▶ _Estratto del documento_:
*-*-*
Un omaggio gastronomico ad Andrea Camilleri, maestro di letteratura e ... cucina

Nei romanzi del Commissario Montalbano, la Sicilia nelle parole e nei grandi piatti, raccontati da giornalista Carlo Ottaviano
ANDREA CAMILLERI, COMMISSARIO MONTALBANO, RICETTE, SALVO MONTALBANO, SICILIA, Non Solo Vino
Andrea Camilleri, "padre" del Commissario Montalbano

Al di là di qualsiasi tipo di retorica, quella di Andrea Camilleri, scomparso oggi a 93 anni, è destinata a restare una figura fondamentale per la letteratura italiana del Novecento. Non solo perché ha regalato all’immaginario collettivo un personaggio paragonabile forse al solo, ed altrettanto mitico, Maigret, ossia il Commissario Montalbano, ma anche perché è riuscito a tenere in vita e salvare una lingua ricca e bellissima come il siciliano, fondamentale nel flusso narrativo dei suoi romanzi, per suoni, espressioni e nomi. A partire da quelli dei piatti, perché chiunque si sia imbattuto in uno dei 27 romanzi dedicati a Salvo Montalbano non può non aver sentito, ad un certo punto, i chiari sintomi della fame. Il Commissario, personaggio complesso, scostante ma assolutamente affascinante, è prima di tutto un gastronomo di assoluto valore. Che il giornalista Carlo Ottaviano, tra le firme più importanti del giornalismo gastronomico italiano, ha voluto ricordare, per WineNews, attraverso tre piatti simbolo della cucina siciliana, forse i più amati dal Commissario Montalbano, citando gli scritti di Andrea Camilleri, con tanto di espressioni in siciliano. Prima di tutto, gli Arancini siciliani (da “Gli arancini di Montalbano”): “Gesù, gli arancini di Adelina! Li avevo assaggiati solo una volta: un ricordo che sicuramente gli era trasùto nel Dna, nel patrimonio genetico. Adelina ci metteva due jornate sane sane a pripararli. Ne sapeva, a memoria, la ricetta...”. Quindi le Sarde a beccafico (da “Il ladro di merendine”): “S’arrisbigliò malamente: i linzòla, nel sudatizzo del sonno per via del chilo e mezzo di sarde a beccafico che la sera avanti s’era sbafat, gli si erano strettamente arravugliate torno torno il corpo...”. Infine, la Caponatina (da “La gita a Tindari”): “Appena aperto il frigorifero, la vide. La caponatina! Sciavuròsa, colorita, abbondante, riempiva un piatto funnùto, una porzione per almeno quattro pirsone...”. Tre piatti simbolo, tra i tanti raccontati ed evocati da Camilleri, per ricordarlo anche così, come un amante ed un fine conoscitore della cucina siciliana, che con tanta cura ha raccontato a generazioni di lettori.
*-*-*
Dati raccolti
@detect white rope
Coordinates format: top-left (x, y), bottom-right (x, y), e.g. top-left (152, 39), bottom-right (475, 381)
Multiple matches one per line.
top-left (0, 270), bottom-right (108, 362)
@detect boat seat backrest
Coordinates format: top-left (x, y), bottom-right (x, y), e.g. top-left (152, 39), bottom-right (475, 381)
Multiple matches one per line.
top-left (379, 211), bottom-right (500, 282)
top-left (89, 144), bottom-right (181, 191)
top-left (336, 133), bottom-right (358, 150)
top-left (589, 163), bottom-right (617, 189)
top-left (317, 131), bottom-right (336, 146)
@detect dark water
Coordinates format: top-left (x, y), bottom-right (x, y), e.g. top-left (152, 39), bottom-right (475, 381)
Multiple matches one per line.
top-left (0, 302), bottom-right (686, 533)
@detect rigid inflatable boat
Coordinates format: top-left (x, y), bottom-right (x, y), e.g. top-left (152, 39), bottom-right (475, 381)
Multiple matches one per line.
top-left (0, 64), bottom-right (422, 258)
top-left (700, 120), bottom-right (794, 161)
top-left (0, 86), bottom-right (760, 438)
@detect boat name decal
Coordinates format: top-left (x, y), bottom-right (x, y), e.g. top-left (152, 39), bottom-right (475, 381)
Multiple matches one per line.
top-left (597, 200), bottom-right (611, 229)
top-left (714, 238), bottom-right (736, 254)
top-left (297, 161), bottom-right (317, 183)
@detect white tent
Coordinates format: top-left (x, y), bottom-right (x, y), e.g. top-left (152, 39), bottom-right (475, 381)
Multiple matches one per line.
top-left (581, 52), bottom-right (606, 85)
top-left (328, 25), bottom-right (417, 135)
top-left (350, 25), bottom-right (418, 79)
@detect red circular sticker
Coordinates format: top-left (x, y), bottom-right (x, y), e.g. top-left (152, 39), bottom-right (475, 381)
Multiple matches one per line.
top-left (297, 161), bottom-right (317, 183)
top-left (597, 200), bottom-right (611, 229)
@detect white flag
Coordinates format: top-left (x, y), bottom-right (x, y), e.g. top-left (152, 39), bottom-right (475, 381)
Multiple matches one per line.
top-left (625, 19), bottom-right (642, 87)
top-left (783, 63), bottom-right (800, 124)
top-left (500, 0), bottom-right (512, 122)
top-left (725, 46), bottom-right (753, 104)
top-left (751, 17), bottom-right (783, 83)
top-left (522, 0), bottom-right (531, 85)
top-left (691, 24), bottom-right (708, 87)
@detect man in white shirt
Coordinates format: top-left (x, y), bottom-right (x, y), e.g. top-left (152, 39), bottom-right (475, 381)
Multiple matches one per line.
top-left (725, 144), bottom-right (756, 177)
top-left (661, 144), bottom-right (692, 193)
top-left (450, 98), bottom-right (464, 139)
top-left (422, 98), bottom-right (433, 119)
*-*-*
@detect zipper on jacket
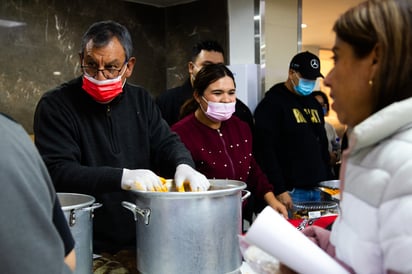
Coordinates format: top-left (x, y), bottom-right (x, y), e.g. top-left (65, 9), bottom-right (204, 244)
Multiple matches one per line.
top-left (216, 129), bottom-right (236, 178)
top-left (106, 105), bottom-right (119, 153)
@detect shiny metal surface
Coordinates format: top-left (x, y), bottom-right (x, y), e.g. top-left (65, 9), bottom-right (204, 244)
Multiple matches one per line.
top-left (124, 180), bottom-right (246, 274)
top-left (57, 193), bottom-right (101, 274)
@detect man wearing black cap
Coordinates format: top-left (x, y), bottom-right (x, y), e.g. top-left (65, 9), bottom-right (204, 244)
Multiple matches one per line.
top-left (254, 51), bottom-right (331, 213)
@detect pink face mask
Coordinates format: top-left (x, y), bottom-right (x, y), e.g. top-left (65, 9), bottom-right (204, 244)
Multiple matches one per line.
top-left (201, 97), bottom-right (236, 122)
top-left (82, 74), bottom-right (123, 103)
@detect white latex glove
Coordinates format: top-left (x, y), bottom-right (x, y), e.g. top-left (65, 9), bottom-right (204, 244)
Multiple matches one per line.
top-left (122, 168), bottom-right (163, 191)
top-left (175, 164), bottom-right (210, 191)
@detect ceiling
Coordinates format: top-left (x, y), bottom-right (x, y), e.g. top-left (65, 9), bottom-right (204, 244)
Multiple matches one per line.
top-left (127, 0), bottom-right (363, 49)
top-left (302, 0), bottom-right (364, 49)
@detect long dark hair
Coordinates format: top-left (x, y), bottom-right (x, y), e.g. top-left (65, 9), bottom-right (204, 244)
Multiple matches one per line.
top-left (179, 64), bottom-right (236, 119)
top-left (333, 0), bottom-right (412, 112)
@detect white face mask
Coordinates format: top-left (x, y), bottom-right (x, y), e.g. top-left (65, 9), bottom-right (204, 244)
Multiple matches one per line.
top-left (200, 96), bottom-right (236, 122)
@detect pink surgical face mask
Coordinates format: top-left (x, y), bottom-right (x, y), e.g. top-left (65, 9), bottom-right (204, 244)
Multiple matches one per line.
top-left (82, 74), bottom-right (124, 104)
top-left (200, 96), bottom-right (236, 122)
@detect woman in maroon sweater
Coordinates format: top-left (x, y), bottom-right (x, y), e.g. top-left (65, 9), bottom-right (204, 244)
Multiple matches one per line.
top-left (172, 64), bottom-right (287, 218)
*-*-*
▶ _Problema da risolvere_:
Indica da quale romanzo proviene la citazione sulla caponatina riportata nel testo su Camilleri e la cucina siciliana. I record non hanno alcun legame con il testo.

▶ _Risultato del compito_:
Da "La gita a Tindari".